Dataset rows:

# # # # # # #

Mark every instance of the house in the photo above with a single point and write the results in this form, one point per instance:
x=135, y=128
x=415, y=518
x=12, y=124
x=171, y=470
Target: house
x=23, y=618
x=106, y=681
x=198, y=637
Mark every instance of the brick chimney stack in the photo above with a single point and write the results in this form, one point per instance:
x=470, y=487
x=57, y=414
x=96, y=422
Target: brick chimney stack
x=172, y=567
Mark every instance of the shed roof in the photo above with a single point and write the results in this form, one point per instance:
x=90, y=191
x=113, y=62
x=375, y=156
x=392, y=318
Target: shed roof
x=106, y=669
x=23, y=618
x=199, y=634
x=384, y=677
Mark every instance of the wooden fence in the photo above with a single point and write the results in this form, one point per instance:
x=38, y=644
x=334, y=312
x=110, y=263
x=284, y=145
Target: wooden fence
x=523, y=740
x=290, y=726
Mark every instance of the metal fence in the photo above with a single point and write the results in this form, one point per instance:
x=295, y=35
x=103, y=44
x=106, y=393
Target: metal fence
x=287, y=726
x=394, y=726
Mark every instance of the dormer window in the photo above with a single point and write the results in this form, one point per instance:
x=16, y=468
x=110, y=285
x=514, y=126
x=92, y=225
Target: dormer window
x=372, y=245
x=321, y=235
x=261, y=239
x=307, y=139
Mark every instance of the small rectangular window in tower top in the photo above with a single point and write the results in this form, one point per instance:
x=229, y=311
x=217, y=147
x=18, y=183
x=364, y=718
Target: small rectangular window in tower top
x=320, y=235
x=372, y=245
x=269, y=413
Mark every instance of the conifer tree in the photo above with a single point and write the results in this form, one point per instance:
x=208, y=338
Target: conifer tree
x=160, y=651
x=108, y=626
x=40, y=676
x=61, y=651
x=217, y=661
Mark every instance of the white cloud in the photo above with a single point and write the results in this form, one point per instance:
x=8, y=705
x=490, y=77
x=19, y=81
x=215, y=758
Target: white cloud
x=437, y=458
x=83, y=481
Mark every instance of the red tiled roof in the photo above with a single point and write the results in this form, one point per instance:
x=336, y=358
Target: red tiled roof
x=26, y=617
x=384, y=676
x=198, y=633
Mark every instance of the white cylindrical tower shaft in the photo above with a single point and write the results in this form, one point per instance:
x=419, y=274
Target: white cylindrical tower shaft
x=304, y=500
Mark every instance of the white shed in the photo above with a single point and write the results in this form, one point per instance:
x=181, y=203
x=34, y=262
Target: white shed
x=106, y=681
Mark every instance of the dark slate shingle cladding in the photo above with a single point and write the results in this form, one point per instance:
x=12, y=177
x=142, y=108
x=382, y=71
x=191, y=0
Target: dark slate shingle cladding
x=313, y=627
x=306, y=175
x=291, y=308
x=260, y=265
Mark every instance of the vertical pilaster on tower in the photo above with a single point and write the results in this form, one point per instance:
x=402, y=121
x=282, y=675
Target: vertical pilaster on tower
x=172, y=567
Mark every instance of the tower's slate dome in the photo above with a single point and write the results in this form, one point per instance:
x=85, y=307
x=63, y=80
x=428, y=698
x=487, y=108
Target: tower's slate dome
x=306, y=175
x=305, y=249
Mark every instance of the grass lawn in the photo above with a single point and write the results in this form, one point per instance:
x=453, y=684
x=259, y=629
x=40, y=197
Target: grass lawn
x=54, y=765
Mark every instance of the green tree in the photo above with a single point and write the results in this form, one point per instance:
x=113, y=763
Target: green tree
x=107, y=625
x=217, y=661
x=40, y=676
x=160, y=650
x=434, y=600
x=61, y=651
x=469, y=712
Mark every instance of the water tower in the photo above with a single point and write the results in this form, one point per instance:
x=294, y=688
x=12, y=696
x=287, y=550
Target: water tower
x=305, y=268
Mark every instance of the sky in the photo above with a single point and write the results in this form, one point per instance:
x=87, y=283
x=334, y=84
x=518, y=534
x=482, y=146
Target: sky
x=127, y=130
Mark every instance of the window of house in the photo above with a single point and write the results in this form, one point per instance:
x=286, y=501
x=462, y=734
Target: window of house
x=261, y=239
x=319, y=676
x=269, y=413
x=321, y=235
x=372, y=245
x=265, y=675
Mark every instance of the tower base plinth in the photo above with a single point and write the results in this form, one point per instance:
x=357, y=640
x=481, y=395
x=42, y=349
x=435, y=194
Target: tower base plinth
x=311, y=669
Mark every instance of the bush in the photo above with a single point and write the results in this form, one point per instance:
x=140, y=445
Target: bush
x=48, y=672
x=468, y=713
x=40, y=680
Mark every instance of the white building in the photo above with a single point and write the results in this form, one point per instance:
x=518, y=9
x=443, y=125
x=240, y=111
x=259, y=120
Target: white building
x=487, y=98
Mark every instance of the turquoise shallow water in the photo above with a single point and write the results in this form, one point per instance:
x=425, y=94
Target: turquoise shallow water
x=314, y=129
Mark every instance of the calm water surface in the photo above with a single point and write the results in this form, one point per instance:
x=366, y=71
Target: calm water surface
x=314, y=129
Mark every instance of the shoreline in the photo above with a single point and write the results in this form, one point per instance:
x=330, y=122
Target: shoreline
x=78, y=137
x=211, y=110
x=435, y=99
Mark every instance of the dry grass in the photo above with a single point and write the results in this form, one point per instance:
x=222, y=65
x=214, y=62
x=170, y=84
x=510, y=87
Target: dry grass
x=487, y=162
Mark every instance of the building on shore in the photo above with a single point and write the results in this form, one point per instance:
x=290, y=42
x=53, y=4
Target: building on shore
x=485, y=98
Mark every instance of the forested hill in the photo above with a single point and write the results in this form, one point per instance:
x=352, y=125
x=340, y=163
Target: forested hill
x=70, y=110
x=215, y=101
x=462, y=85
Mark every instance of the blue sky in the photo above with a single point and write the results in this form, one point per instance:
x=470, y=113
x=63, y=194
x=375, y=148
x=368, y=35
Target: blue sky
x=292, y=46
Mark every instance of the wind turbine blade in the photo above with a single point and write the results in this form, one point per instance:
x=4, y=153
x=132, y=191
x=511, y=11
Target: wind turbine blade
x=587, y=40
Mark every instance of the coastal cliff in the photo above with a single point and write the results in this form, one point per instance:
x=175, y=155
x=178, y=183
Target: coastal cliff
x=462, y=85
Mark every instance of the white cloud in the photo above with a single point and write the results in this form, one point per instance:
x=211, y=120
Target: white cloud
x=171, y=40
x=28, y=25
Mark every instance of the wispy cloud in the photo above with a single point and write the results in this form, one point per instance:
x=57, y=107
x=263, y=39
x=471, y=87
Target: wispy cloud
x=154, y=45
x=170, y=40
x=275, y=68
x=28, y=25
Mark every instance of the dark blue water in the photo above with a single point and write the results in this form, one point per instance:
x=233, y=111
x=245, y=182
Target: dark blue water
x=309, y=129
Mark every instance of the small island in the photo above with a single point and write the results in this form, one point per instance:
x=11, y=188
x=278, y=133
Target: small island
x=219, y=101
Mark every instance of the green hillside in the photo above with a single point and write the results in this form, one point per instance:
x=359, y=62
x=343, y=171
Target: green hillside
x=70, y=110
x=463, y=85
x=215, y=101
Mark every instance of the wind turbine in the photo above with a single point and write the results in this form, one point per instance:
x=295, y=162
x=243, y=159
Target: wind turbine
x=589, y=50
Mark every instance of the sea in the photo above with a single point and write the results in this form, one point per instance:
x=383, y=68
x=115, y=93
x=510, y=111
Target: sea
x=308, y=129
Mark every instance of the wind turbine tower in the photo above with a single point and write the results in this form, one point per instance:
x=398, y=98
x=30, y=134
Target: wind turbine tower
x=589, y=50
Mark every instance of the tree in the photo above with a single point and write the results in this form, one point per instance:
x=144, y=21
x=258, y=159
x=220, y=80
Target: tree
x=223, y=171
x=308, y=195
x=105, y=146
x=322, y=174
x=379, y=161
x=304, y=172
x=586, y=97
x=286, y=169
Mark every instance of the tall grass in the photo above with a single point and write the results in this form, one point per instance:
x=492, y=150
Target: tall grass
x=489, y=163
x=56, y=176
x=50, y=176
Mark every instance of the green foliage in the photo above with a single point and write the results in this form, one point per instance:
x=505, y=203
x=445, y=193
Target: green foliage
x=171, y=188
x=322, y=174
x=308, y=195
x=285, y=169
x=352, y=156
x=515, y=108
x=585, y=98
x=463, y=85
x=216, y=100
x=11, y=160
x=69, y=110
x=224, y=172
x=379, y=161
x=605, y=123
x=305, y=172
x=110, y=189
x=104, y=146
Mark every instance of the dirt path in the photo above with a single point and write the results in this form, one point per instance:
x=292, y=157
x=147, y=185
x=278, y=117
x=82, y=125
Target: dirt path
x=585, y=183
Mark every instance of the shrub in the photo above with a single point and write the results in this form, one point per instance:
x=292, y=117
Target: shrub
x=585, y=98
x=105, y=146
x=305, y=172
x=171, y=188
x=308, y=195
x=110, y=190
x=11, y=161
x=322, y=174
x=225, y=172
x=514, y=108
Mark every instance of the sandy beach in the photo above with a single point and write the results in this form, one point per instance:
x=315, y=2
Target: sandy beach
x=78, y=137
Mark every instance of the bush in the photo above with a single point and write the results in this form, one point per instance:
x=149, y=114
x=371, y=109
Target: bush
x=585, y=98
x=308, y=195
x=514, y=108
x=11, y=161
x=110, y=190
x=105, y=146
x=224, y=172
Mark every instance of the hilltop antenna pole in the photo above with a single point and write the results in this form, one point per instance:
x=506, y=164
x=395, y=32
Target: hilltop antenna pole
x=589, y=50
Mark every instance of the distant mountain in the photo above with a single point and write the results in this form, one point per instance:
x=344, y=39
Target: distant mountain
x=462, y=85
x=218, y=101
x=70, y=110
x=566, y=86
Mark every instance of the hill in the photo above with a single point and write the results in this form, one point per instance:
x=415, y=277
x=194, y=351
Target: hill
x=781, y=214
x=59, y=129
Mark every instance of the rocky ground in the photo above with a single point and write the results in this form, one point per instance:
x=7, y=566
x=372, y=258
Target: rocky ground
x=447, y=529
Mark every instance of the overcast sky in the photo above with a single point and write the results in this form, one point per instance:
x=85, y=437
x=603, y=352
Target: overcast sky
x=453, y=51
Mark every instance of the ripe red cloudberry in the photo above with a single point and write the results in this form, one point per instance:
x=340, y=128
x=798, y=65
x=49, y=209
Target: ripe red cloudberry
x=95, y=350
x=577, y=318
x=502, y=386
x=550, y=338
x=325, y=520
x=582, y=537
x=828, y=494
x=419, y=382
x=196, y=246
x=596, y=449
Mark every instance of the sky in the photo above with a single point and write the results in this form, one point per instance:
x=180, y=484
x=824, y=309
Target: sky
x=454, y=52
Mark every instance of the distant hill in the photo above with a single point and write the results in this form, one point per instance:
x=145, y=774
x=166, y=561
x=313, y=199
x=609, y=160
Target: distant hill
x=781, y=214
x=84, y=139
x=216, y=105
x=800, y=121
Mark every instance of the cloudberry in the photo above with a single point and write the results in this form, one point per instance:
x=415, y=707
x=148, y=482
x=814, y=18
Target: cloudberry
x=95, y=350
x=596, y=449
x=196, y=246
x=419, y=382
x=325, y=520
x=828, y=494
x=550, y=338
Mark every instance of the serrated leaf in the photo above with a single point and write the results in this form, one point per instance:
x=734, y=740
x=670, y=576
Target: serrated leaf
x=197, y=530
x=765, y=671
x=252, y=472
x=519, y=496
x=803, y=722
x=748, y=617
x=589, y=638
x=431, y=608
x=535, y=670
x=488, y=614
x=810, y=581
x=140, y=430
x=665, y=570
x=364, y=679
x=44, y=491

# # # # # # #

What to do: Take everything from the line containing "Mark every instance of the white building" down to the line containing "x=487, y=98" and write it out again. Change "white building" to "whitewashed building" and leave all else untouched.

The answer:
Mark every instance of the whitewashed building in the photo above with a single point and write the results in this form, one point per instance:
x=518, y=9
x=443, y=125
x=240, y=111
x=259, y=120
Target: whitewashed building
x=487, y=98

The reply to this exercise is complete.